# Start of Information given
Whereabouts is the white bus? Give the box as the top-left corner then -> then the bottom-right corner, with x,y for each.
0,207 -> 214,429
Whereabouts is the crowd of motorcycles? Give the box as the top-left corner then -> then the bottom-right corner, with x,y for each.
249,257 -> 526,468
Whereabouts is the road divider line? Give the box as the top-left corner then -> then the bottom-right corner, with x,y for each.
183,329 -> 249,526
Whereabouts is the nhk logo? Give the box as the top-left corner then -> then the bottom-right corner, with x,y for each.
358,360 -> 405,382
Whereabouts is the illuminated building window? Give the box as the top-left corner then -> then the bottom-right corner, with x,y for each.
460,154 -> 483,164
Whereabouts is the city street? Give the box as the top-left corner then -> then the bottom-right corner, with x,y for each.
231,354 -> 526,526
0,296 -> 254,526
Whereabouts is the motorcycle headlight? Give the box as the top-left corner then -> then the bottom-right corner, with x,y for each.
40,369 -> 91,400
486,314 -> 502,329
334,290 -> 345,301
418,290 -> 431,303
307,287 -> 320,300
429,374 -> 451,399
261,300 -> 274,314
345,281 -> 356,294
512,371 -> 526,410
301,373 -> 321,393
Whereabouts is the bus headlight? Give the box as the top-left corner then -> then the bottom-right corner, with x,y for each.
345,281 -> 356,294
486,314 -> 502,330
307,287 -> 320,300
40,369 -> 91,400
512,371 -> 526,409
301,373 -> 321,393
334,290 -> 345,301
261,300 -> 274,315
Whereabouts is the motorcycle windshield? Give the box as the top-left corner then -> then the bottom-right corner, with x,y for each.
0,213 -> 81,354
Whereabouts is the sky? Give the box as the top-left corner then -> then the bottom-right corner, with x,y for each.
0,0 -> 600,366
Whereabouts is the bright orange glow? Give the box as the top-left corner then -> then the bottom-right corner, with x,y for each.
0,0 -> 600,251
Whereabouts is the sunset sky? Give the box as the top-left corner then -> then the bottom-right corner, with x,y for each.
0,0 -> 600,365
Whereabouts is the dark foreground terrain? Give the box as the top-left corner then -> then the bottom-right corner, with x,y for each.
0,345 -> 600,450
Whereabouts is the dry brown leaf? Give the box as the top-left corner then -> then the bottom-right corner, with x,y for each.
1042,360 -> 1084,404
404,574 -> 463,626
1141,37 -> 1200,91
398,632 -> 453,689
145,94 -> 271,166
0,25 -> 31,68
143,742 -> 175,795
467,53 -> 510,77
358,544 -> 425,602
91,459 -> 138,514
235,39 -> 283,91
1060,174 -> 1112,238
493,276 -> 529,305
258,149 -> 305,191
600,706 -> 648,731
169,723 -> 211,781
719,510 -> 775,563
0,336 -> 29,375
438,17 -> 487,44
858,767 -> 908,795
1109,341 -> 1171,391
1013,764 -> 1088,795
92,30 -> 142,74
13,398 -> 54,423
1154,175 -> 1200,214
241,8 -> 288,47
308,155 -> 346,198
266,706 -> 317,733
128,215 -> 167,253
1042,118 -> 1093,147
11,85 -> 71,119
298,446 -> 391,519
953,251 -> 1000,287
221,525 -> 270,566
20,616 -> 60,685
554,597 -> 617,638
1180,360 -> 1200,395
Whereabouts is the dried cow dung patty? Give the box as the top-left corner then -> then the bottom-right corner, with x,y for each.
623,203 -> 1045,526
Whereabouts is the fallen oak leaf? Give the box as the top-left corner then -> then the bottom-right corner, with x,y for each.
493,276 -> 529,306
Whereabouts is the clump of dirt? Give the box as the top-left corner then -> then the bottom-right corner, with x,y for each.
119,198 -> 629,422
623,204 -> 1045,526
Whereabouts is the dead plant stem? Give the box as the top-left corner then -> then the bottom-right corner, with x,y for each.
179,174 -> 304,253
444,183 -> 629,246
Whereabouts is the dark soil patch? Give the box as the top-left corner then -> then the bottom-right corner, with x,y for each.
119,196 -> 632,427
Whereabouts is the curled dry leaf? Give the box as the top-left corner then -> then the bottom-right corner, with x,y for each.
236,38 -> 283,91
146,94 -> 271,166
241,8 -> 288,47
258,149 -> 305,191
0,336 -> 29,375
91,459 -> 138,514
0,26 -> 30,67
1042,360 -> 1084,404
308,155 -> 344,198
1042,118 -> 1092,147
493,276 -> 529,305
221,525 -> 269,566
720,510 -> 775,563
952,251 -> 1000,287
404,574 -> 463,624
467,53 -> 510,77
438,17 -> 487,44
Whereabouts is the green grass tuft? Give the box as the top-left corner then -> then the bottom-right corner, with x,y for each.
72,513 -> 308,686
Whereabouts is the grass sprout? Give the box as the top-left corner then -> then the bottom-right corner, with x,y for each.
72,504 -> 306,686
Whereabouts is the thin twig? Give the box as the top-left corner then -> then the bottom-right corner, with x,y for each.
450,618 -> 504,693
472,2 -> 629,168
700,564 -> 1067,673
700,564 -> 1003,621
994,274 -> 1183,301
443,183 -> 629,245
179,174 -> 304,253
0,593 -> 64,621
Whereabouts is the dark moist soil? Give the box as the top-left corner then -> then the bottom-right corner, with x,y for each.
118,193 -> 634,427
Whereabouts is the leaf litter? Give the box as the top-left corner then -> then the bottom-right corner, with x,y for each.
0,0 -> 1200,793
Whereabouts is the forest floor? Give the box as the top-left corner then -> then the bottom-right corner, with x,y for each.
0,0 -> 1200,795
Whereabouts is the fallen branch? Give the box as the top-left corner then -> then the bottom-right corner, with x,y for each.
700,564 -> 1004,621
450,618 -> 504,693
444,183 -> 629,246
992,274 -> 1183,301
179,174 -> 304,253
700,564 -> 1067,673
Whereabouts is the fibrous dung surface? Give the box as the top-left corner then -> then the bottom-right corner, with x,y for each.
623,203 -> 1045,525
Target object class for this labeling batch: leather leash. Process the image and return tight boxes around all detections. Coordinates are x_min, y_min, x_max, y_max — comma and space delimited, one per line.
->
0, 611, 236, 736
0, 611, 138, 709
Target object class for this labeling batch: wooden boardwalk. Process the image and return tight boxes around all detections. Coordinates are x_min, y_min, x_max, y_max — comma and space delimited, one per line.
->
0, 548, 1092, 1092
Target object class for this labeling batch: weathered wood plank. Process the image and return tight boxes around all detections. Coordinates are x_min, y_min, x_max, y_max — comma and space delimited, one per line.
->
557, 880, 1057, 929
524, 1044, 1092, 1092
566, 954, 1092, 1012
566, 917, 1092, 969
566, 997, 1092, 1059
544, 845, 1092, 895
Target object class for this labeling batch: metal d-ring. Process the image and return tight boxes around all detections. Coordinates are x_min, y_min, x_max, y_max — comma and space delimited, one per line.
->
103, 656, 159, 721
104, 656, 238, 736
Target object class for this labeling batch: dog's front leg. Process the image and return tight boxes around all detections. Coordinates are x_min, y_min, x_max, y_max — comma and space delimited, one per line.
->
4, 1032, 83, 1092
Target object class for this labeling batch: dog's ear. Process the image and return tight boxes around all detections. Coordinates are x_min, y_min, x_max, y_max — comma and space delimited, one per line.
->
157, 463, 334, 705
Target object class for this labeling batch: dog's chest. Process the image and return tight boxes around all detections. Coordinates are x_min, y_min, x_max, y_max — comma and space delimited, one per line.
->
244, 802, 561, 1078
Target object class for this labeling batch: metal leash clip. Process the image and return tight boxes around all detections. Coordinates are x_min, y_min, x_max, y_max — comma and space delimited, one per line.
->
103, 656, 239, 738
# End of Information given
» **Written instruction**
Render every line of the records above as a numbered list, omitting any blank lines.

» **Exercise result**
1. Whereabouts is the white bus? Give the box as the top-left corner then -> then the bottom-right corner, with x,y for each.
2. 0,207 -> 214,429
3. Whereabouts is the crowd of motorcycles? Give the box as the top-left corner then -> then the bottom-right corner, with x,y for each.
4. 249,257 -> 526,468
5. Whereabouts is the road divider line? Give the box as the top-left corner then -> then the bottom-right corner, with x,y for each.
6. 183,329 -> 249,526
7. Whereabouts is the nhk logo? Give the box as the top-left corner then -> then the bottom-right corner, with x,y for each.
8. 358,360 -> 405,382
9. Whereabouts is the illuminated building window? Give the box as the top-left corner then -> then the bottom-right corner, with x,y for each.
10. 460,154 -> 483,164
11. Whereabouts is the city street? Give the box as the top-left corner then -> then the bottom-right corner, with x,y for each.
12. 231,354 -> 526,526
13. 0,296 -> 254,526
14. Whereabouts is the motorcycle headlight? Give the box as the top-left corner then -> then the bottom-right corner, with x,y for each.
15. 40,369 -> 91,400
16. 486,314 -> 502,329
17. 334,290 -> 345,301
18. 418,290 -> 431,303
19. 307,287 -> 320,300
20. 429,374 -> 451,399
21. 261,300 -> 274,314
22. 345,281 -> 356,294
23. 512,371 -> 526,410
24. 301,373 -> 321,393
25. Whereabouts is the bus headlight? Give the box as the top-left corner then -> then the bottom-right corner, with x,y for each.
26. 345,281 -> 356,294
27. 486,314 -> 502,330
28. 307,287 -> 320,300
29. 40,369 -> 91,400
30. 512,371 -> 526,409
31. 301,373 -> 321,393
32. 334,290 -> 345,301
33. 261,300 -> 274,315
34. Whereabouts is the motorcycle windshield? Give the box as the top-left corner then -> then the bottom-right corner, with x,y for each.
35. 0,213 -> 81,354
36. Whereabouts is the sky? Give the box as the top-left corner then -> then the bottom-right corner, with x,y for each.
37. 0,0 -> 600,366
38. Whereabouts is the bright orange glow? Give the box as the top-left corner then -> then the bottom-right corner, with x,y for each.
39. 0,0 -> 600,251
40. Whereabouts is the sunset sky? Give the box as the top-left corner then -> then the bottom-right corner, with x,y for each.
41. 0,0 -> 600,365
42. Whereabouts is the dark foreground terrain? Give the box as the top-left corner then -> then the bottom-right corner, with x,y for each.
43. 0,345 -> 600,450
44. Whereabouts is the dry brown leaf? Give the box as the top-left corner then -> then the bottom-right corner, with x,y for each.
45. 1042,360 -> 1084,404
46. 404,574 -> 463,626
47. 1141,37 -> 1200,91
48. 398,632 -> 453,689
49. 145,94 -> 271,166
50. 0,25 -> 31,68
51. 143,742 -> 175,795
52. 467,53 -> 510,77
53. 358,544 -> 425,602
54. 91,459 -> 138,514
55. 235,39 -> 283,91
56. 1060,174 -> 1112,238
57. 493,276 -> 529,305
58. 258,149 -> 305,191
59. 600,706 -> 648,731
60. 169,723 -> 211,781
61. 719,510 -> 775,563
62. 0,336 -> 29,375
63. 438,17 -> 487,44
64. 858,767 -> 908,795
65. 1109,341 -> 1171,391
66. 1013,764 -> 1088,795
67. 92,30 -> 142,74
68. 13,398 -> 54,423
69. 1154,175 -> 1200,214
70. 241,8 -> 288,47
71. 308,155 -> 346,198
72. 266,706 -> 317,733
73. 128,215 -> 167,253
74. 1042,118 -> 1093,147
75. 11,85 -> 71,119
76. 298,446 -> 391,519
77. 953,251 -> 1000,287
78. 221,525 -> 270,566
79. 20,616 -> 60,685
80. 554,597 -> 617,638
81. 1180,360 -> 1200,395
82. Whereabouts is the dried cow dung patty? Give the box as the top-left corner then -> then the bottom-right corner, with x,y for each.
83. 623,203 -> 1045,526
84. Whereabouts is the fallen oak leaf? Give the box as the top-left corner then -> then the bottom-right corner, with x,y for each.
85. 493,276 -> 529,306
86. Whereabouts is the clump of dirt? Give the box as the top-left corner then -> then the bottom-right corner, with x,y for each.
87. 119,198 -> 629,422
88. 623,204 -> 1045,526
89. Whereabouts is the dead plant stem? Give the box as the top-left corner then -> then the bottom-right corner, with x,y for each.
90. 179,174 -> 304,253
91. 444,183 -> 629,246
92. Whereabouts is the dark soil patch? Give the box as the top-left corner then -> then the bottom-right corner, with x,y for each.
93. 119,196 -> 632,427
94. Whereabouts is the curled dry leaf? Give the box as the top-left corner then -> then the bottom-right corner, with x,y for each.
95. 236,38 -> 283,91
96. 146,94 -> 271,166
97. 241,8 -> 288,47
98. 258,149 -> 305,191
99. 0,336 -> 29,375
100. 91,459 -> 138,514
101. 0,26 -> 30,67
102. 1042,360 -> 1084,404
103. 308,155 -> 344,198
104. 1042,118 -> 1092,147
105. 493,276 -> 529,305
106. 221,525 -> 269,566
107. 720,510 -> 775,563
108. 952,251 -> 1000,287
109. 404,574 -> 463,624
110. 467,53 -> 510,77
111. 438,17 -> 487,44
112. Whereabouts is the green grass tuft? Give the box as the top-left corner then -> then the bottom-right corner, with x,y for each.
113. 72,513 -> 308,686
114. Whereabouts is the grass sprout? Give the box as the top-left corner then -> then the bottom-right corner, with x,y for each.
115. 72,504 -> 306,686
116. Whereabouts is the thin twig? Give the box as the top-left corner then -> then the bottom-right corner, with x,y for each.
117. 450,618 -> 504,693
118. 472,2 -> 629,168
119. 700,564 -> 1067,673
120. 700,564 -> 1003,621
121. 994,274 -> 1183,301
122. 443,183 -> 629,245
123. 179,174 -> 304,253
124. 0,593 -> 64,621
125. Whereabouts is the dark moist soil? Give the box as the top-left corner then -> then the bottom-right corner, with x,y for each.
126. 118,193 -> 634,427
127. Whereabouts is the leaf litter? Give the box as the top-left corner then -> then the bottom-right corner, with x,y for each.
128. 0,0 -> 1200,793
129. Whereabouts is the forest floor? Give the box as the top-left corner then -> then the bottom-right corner, with x,y for each.
130. 0,0 -> 1200,795
131. Whereabouts is the fallen branch? Give the box as the top-left corner then -> then the bottom-right corner, with x,y for each.
132. 700,564 -> 1004,621
133. 450,618 -> 504,693
134. 444,183 -> 629,246
135. 992,274 -> 1183,301
136. 179,174 -> 304,253
137. 700,564 -> 1067,673
138. Whereabouts is the fibrous dung surface? Give the box as the top-left corner then -> then the bottom-right corner, with x,y for each.
139. 623,203 -> 1045,525
140. Target object class for this labeling batch: leather leash. Process the image and return tight boxes around all detections. Coordinates are x_min, y_min, x_max, y_max — comma and space delimited, one per line.
141. ->
142. 0, 611, 236, 736
143. 0, 611, 138, 709
144. Target object class for this labeling batch: wooden boardwalk. Process the image and return tight boxes around all detections. Coordinates are x_min, y_min, x_max, y_max — comma and space delimited, one per line.
145. ->
146. 0, 548, 1092, 1092
147. Target object class for this labeling batch: weathered wood plank. Process the image and return tight boxes around all detections. Coordinates are x_min, y_min, x_max, y_max — comma and space delimited, one per line.
148. ->
149. 557, 880, 1057, 929
150. 524, 1044, 1092, 1092
151. 566, 954, 1092, 1012
152. 566, 917, 1092, 969
153. 566, 997, 1092, 1059
154. 544, 845, 1092, 895
155. Target object class for this labeling batch: metal d-ring. Process the image and return tight boxes around all detections. Coordinates are x_min, y_min, x_max, y_max — comma and space delimited, one per line.
156. ->
157. 103, 656, 159, 721
158. 104, 656, 238, 736
159. Target object class for this labeling batch: dog's front leg. Process the image and return tight boxes around all detections. Coordinates are x_min, y_min, x_max, y_max — comma and space delimited, one per line.
160. ->
161. 4, 1032, 83, 1092
162. Target object class for this labeling batch: dog's ear. Process the image and return tight boxes around all detections. Coordinates are x_min, y_min, x_max, y_max — comma and space delimited, one per line.
163. ->
164. 157, 463, 334, 705
165. Target object class for this labeling batch: dog's chest. Process the image and return tight boxes around all detections. Coordinates are x_min, y_min, x_max, y_max — comma and space delimited, one per line.
166. ->
167. 244, 802, 561, 1078
168. Target object class for this labeling batch: metal leash clip. Process the image and return tight boxes around all detections. Coordinates are x_min, y_min, x_max, y_max — comma and space delimited, one per line.
169. ->
170. 103, 656, 239, 738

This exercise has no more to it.